Problem requirements
Reproduce the rows below verbatim, leaving out the pictures.
>> start
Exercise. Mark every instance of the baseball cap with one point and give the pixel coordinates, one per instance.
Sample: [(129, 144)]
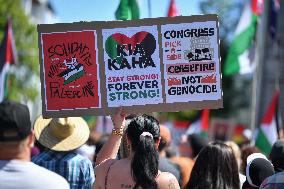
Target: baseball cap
[(277, 155), (258, 168), (15, 123)]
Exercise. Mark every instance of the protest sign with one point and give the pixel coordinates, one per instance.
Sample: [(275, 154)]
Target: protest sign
[(132, 66), (147, 65)]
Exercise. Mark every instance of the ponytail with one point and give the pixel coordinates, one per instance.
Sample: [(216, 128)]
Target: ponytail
[(143, 131), (145, 164)]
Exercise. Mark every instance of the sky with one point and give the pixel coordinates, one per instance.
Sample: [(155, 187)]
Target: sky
[(103, 10)]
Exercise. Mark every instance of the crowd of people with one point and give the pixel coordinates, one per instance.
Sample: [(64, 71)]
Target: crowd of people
[(138, 153)]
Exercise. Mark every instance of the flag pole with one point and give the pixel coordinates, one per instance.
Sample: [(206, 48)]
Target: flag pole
[(260, 52), (149, 9)]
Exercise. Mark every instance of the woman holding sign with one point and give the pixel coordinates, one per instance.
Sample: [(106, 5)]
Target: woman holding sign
[(140, 170)]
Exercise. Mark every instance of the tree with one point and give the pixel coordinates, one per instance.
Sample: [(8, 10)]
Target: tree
[(23, 77), (237, 89)]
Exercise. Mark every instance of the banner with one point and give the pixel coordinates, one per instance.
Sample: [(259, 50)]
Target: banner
[(147, 65)]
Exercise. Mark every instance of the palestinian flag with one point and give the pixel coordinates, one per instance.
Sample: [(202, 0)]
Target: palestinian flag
[(173, 11), (267, 133), (200, 126), (8, 55), (239, 58), (146, 40), (127, 10)]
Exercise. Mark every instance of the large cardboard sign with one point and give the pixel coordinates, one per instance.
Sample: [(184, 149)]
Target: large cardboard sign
[(147, 65), (70, 70), (132, 66)]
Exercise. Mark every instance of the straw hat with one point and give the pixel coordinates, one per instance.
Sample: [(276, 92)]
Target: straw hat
[(61, 134)]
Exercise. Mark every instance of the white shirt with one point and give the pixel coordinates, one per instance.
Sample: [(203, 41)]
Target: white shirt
[(15, 174)]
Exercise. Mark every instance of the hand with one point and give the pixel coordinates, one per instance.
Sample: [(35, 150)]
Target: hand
[(118, 119)]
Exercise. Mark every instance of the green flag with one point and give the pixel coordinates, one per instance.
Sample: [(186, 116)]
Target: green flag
[(127, 10)]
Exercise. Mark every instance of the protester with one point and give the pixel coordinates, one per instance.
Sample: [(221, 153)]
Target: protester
[(99, 144), (196, 143), (275, 181), (258, 168), (277, 155), (245, 152), (237, 153), (140, 170), (165, 164), (215, 168), (186, 165), (61, 137), (16, 141)]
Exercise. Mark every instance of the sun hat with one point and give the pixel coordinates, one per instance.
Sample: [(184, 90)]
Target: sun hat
[(15, 124), (61, 134), (258, 168)]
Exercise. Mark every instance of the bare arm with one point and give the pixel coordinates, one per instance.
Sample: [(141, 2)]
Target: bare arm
[(167, 181), (110, 148)]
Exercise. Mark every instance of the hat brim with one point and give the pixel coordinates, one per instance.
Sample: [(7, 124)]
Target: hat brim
[(78, 137)]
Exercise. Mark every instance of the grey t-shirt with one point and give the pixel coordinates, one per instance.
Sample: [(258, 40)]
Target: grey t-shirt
[(15, 174)]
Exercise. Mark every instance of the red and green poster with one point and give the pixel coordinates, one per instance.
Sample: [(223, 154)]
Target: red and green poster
[(132, 66), (70, 70)]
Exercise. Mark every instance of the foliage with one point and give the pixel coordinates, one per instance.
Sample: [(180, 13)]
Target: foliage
[(237, 89), (23, 76)]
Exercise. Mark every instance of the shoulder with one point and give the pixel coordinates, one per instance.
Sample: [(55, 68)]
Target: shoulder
[(104, 166), (275, 181), (101, 172), (44, 176), (167, 181), (40, 157)]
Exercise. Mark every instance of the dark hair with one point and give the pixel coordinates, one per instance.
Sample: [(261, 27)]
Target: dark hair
[(215, 168), (245, 152), (144, 165)]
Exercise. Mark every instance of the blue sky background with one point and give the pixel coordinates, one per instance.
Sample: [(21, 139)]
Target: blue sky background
[(100, 10)]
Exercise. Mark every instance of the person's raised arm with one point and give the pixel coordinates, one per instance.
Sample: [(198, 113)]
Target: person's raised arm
[(110, 148)]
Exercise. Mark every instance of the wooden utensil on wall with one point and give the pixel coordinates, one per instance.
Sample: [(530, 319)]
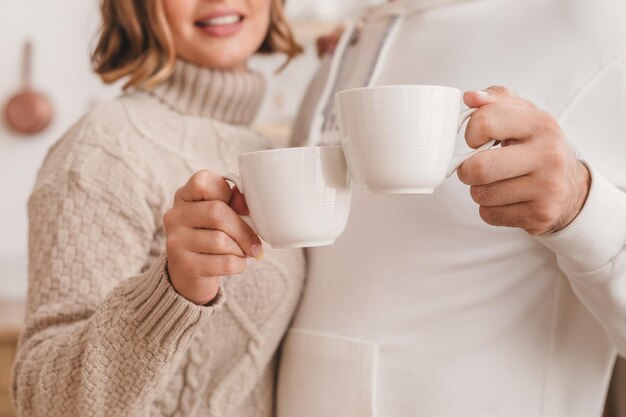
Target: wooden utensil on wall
[(28, 111)]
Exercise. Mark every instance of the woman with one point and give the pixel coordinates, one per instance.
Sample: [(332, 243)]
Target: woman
[(115, 326)]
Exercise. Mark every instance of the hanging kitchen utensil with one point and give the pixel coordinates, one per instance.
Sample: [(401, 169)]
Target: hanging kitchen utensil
[(28, 111)]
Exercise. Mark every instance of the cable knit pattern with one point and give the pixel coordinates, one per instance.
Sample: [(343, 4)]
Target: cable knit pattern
>> end
Final result
Exercise. Mark every instance of the baseball cap with one point and give the pixel coordinates, one per instance.
Sample: [(129, 144)]
Target: baseball cap
[(277, 155), (258, 168), (15, 123)]
Exercise. Mark every instance of the protest sign with one point and give the pixel coordinates, one per instance.
Sample: [(275, 154)]
Target: protest sign
[(132, 66), (147, 65)]
Exercise. Mark every instance of the ponytail with one point and give the pixel coordinates, one per instance.
Sample: [(216, 128)]
Target: ponytail
[(143, 131), (145, 164)]
Exercise. Mark every instance of the sky with one point and give the pixel coordinates, one per instance.
Sample: [(155, 187)]
Target: sky
[(103, 10)]
Exercise. Mark every instance of the crowd of people with one point and give the pixel coordinates, one per instance.
Sample: [(64, 71)]
Target: crowd of people
[(138, 153)]
Exercise. Mark every instance of the flag pole with one point and give the pixel coordinates, one per instance.
Sample: [(206, 48)]
Target: flag pole
[(260, 52), (149, 9)]
Exercise. Mark every instance of the woman holding sign with one point and give the pixel coordinates, one per instance.
Sample: [(106, 5)]
Target: woman holding sign
[(140, 170)]
Exercise. Mark every instance of the tree with one point and give the pixel coordinates, one per instance.
Sample: [(8, 10)]
Target: tree
[(23, 77), (237, 89)]
Exercise. Mark every instance of the banner with one point and give the pixel coordinates, one per instance.
Sample: [(259, 50)]
Target: banner
[(147, 65)]
Exercise. Mark every instance of the palestinian flag with one point and give the pixel coordinates, one per instance.
Sample: [(202, 0)]
Target: palestinian flag
[(173, 11), (267, 133), (200, 126), (8, 55), (239, 58), (146, 40), (127, 10)]
Exercise. Mark every instance of the large cardboard sign with one point and give the pixel coordinates, one per instance.
Sample: [(184, 149)]
Target: large cardboard sign
[(147, 65), (70, 70), (132, 66)]
Exercise. Mark every instance of the straw hat with one point and give the pixel coordinates, one per instance.
Sample: [(276, 92)]
Target: straw hat
[(61, 134)]
Exercise. Mark every instance of the white shirt with one point and give the pixel coordinates, one per instance.
Sample: [(203, 41)]
Target: white shirt
[(15, 174)]
Exercise. Mark every instance of the hand with one point and give the pixel coordinates, one per instance.
Sample: [(35, 150)]
Target: hand
[(118, 119)]
Exercise. Mark every instance of the green flag with one point and give the pixel coordinates, one per instance.
Sample: [(186, 116)]
Target: green flag
[(127, 10)]
Exercise. Mark every instance of the protester with one point and give the pixel coordinates, one per instance.
Sample: [(221, 153)]
Target: protester
[(99, 144), (196, 143), (275, 181), (258, 168), (277, 155), (245, 152), (237, 153), (140, 170), (165, 164), (215, 168), (186, 165), (61, 137), (16, 141)]
Exercise. Mark every instance of the sun hat with one point and give the pixel coordinates, one per instance.
Sample: [(184, 90)]
Target: sun hat
[(15, 124), (61, 134), (258, 168)]
Exercise. Mark every instance of the bare arm with one point and give the pixel coordinates, one per instance.
Sample: [(141, 2)]
Target: bare arm
[(167, 181), (110, 148)]
Exercise. Mark every instance of the hat brim with one point and give the pixel coordinates, one per instance.
Sample: [(7, 124)]
Target: hat brim
[(78, 137)]
Exercise. Mark every instance of the grey t-shirt with one point and give the pixel coordinates, one per instance.
Sample: [(258, 40)]
Target: grey t-shirt
[(15, 174)]
Exercise. Mark every instance of the red and green poster with one point and give the pixel coordinates, one per instance.
Sample: [(223, 154)]
Target: red and green poster
[(132, 66), (70, 70)]
Exercise. Mark every instance of the foliage with one point and give the pixel coordinates, one per instance.
Sample: [(180, 13)]
Target: foliage
[(237, 89), (23, 76)]
Exercise. Mark every instance of the shoulder with one point and give the pixel coordinates, one per instance.
Sample: [(55, 68)]
Target: shoulder
[(104, 166), (275, 181), (101, 172), (44, 176), (167, 181), (40, 157)]
Exercise. Mark every instance of the dark hair with one point and give the pixel coordinates, one per instance.
Sample: [(261, 27)]
Target: dark hair
[(215, 168), (245, 152), (144, 165)]
Exercise. Mark every instance of the blue sky background with one point and give the pixel coordinates, one per instance.
Sample: [(21, 139)]
Target: blue sky background
[(100, 10)]
Exercise. Mark every instance of the person's raised arm with one point and give the pixel coordinates, one per instance.
Sample: [(198, 113)]
Target: person's raised arm
[(110, 148)]
Exercise. Mark every instance of the wooden utensil on wall with one point and give the pixel coordinates, one per instance.
Sample: [(530, 319)]
Target: wooden utensil on wall
[(28, 111)]
Exercise. Mark every instance of the woman with one point and give the pixel coordinates, one per instance.
Sample: [(332, 243)]
Target: woman
[(115, 326)]
Exercise. Mark every instance of the hanging kitchen utensil with one point and give the pixel coordinates, one per instance.
Sample: [(401, 169)]
Target: hanging kitchen utensil
[(28, 111)]
Exercise. Mark every instance of the cable knit pattern with one point and give the pixel coordinates, one per instance.
Sample: [(343, 4)]
Target: cable knit pattern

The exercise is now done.